The blog of a North Country Swede!

Friday, February 24, 2006

Letter to Paul Mulshine, Star-Ledger columnist

Note: Written in response to Paul Mulshine's column in The Star-Ledger, Newark, New Jersey, titled: "Dubya's dubious Dubai deal," Thursday, February 23, 2006.


Whoever is writing headlines for you ... buy 'em a beer!

I read Farmer's and Moran's columns this morning (Friday)--and others in other newspapers ... mostly you are the only one who is getting it!

There is a chain of security that starts when the cargo (the actual "stuff") is assembled for shipping and continues to when it is received for "use" at its final destination. The port operator has an overarching operational understanding of that path ... with the concurrent understanding of the weak AND strong points. AND it actually is in charge of the security of the cargo at least while it is on the receiving dock from the time the longshoreman unload it from the ship to the time when it is hauled off the dock on a truck or train.

Even a little ol' farm boy from Minnesota like me knows that whoever controls access to the cargo AFTER it has cleared custom and the Coast Guard and BEFORE it is delivered to its final destination has a significant role to play in securing the cargo ... how many drug smuggling movies do I have to watch to "get it?"

§ **Exercise task a**: Render the entries starting at the line that contains "# draw the outline of every instance of the man in" and ending at the line that contains "183 36 L 175" as a Markdown table with the columns Row and Line. Number each row and leave out blank lines.

Source records:
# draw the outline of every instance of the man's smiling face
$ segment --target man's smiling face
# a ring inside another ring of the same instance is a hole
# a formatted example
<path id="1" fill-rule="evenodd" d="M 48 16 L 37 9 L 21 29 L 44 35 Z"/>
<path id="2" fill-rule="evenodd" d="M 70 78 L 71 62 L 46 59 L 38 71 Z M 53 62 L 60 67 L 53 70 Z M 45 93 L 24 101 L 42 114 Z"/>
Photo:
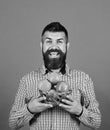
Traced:
<path id="1" fill-rule="evenodd" d="M 46 67 L 59 69 L 66 60 L 68 43 L 65 33 L 46 31 L 42 37 L 41 48 Z"/>

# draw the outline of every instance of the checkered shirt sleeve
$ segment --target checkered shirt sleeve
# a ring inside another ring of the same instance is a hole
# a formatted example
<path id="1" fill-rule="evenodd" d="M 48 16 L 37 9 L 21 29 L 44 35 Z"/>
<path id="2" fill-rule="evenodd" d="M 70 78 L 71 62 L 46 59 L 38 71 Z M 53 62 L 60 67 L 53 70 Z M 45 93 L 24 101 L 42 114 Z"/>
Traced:
<path id="1" fill-rule="evenodd" d="M 74 70 L 69 76 L 62 76 L 62 80 L 68 82 L 73 91 L 75 88 L 79 90 L 84 98 L 83 113 L 80 117 L 74 117 L 59 107 L 42 112 L 40 116 L 31 114 L 27 110 L 26 99 L 38 96 L 37 81 L 43 78 L 40 72 L 32 72 L 20 80 L 9 116 L 9 126 L 12 129 L 21 128 L 31 121 L 34 123 L 30 124 L 30 130 L 79 130 L 80 123 L 94 129 L 99 128 L 101 113 L 93 82 L 87 74 L 81 71 Z M 79 98 L 77 95 L 76 97 Z"/>

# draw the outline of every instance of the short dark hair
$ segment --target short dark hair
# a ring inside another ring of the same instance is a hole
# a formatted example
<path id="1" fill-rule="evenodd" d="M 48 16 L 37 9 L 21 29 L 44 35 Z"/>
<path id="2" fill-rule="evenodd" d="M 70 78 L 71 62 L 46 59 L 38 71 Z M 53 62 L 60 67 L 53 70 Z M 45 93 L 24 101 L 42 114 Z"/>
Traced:
<path id="1" fill-rule="evenodd" d="M 49 32 L 64 32 L 68 41 L 68 31 L 60 22 L 52 22 L 48 24 L 42 31 L 42 36 L 46 31 Z"/>

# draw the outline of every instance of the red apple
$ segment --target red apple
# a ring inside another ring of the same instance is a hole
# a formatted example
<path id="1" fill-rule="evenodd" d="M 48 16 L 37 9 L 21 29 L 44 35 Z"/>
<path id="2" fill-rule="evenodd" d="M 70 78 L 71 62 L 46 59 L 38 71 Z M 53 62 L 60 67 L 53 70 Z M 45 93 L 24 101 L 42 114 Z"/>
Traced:
<path id="1" fill-rule="evenodd" d="M 48 92 L 51 89 L 51 83 L 46 79 L 40 80 L 38 82 L 38 88 L 42 92 Z"/>
<path id="2" fill-rule="evenodd" d="M 68 92 L 69 91 L 68 84 L 65 81 L 58 82 L 56 86 L 56 91 L 60 93 Z"/>

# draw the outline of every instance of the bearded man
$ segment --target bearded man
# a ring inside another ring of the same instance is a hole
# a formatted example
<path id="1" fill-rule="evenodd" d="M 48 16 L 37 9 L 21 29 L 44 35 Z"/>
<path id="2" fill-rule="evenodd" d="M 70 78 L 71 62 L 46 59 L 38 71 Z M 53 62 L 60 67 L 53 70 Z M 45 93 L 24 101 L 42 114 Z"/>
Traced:
<path id="1" fill-rule="evenodd" d="M 42 31 L 40 45 L 44 65 L 20 80 L 9 126 L 18 129 L 29 123 L 30 130 L 79 130 L 82 123 L 99 128 L 101 113 L 91 78 L 70 69 L 66 63 L 69 49 L 66 28 L 59 22 L 48 24 Z M 62 81 L 59 88 L 57 84 Z M 71 93 L 61 96 L 64 82 Z"/>

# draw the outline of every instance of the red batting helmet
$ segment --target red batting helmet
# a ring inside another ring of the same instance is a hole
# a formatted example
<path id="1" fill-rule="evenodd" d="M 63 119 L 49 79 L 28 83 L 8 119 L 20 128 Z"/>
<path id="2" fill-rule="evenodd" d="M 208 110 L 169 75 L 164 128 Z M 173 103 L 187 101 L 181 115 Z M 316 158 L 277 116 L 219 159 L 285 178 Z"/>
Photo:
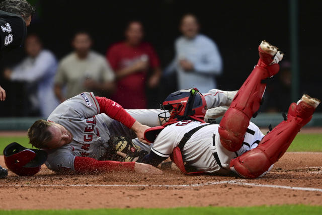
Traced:
<path id="1" fill-rule="evenodd" d="M 173 119 L 178 120 L 192 118 L 203 120 L 207 110 L 204 96 L 197 88 L 190 88 L 175 92 L 169 95 L 160 105 L 165 112 L 158 115 L 161 124 Z M 167 113 L 171 112 L 170 117 Z"/>
<path id="2" fill-rule="evenodd" d="M 27 149 L 17 142 L 12 142 L 4 150 L 5 162 L 13 172 L 22 176 L 30 176 L 40 171 L 47 160 L 43 150 Z"/>

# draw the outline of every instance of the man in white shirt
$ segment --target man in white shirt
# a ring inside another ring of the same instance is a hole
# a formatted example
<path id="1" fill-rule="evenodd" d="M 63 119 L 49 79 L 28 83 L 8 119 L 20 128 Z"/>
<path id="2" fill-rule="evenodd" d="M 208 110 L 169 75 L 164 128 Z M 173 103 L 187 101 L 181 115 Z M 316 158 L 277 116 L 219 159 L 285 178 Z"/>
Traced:
<path id="1" fill-rule="evenodd" d="M 114 90 L 114 73 L 104 56 L 91 50 L 92 45 L 88 33 L 77 32 L 72 42 L 74 51 L 59 62 L 54 84 L 61 102 L 84 92 L 108 97 Z"/>
<path id="2" fill-rule="evenodd" d="M 5 76 L 11 81 L 36 85 L 36 95 L 30 95 L 30 100 L 34 106 L 39 107 L 41 116 L 47 118 L 58 105 L 53 90 L 57 60 L 51 51 L 43 49 L 35 34 L 27 37 L 25 46 L 27 57 L 12 69 L 6 69 Z"/>
<path id="3" fill-rule="evenodd" d="M 183 36 L 175 44 L 176 57 L 165 75 L 176 71 L 178 89 L 197 88 L 201 93 L 215 89 L 214 76 L 221 74 L 222 60 L 217 45 L 208 37 L 199 33 L 194 15 L 185 15 L 180 30 Z"/>

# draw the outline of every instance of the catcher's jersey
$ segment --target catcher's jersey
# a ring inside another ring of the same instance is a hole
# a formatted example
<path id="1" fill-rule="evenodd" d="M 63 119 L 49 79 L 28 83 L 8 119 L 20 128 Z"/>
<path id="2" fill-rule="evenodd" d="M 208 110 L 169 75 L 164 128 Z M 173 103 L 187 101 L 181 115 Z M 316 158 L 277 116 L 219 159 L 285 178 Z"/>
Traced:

§ **Exercise task b**: Translate this sentence from the blog post into Spanish: "There is a chain of security that starts when the cargo (the actual 'stuff') is assembled for shipping and continues to when it is received for 'use' at its final destination."

§ **Task output a**:
| Row | Line |
|---|---|
| 1 | # draw the outline of every instance of the man in white shirt |
| 2 | $ segment --target man in white shirt |
| 3 | # a ring inside another ring of the same instance is a hole |
| 4 | # a formatted example |
| 5 | <path id="1" fill-rule="evenodd" d="M 63 119 L 49 79 L 28 83 L 8 119 L 20 128 Z"/> |
| 6 | <path id="2" fill-rule="evenodd" d="M 208 110 L 169 75 L 164 128 Z M 173 103 L 187 101 L 181 115 Z M 316 158 L 277 116 L 219 159 L 285 178 Z"/> |
| 7 | Traced: |
| 8 | <path id="1" fill-rule="evenodd" d="M 114 90 L 114 73 L 104 56 L 91 50 L 92 45 L 88 33 L 77 32 L 72 42 L 74 51 L 59 62 L 54 84 L 61 102 L 84 92 L 108 97 Z"/> |
| 9 | <path id="2" fill-rule="evenodd" d="M 5 76 L 11 81 L 36 85 L 36 95 L 30 95 L 30 100 L 34 106 L 39 107 L 41 116 L 47 118 L 58 105 L 53 90 L 57 60 L 51 51 L 43 49 L 35 34 L 27 37 L 25 46 L 27 57 L 12 69 L 6 69 Z"/> |
| 10 | <path id="3" fill-rule="evenodd" d="M 183 36 L 175 44 L 176 57 L 165 75 L 176 71 L 178 89 L 197 88 L 201 93 L 215 89 L 214 76 L 221 74 L 222 60 L 217 45 L 208 37 L 199 33 L 194 15 L 185 15 L 180 30 Z"/> |

§ **Task output b**: Hay una cadena de seguridad que comienza cuando la carga (las "cosas" en sí) se prepara para el envío y continúa hasta que se recibe para su "uso" en su destino final.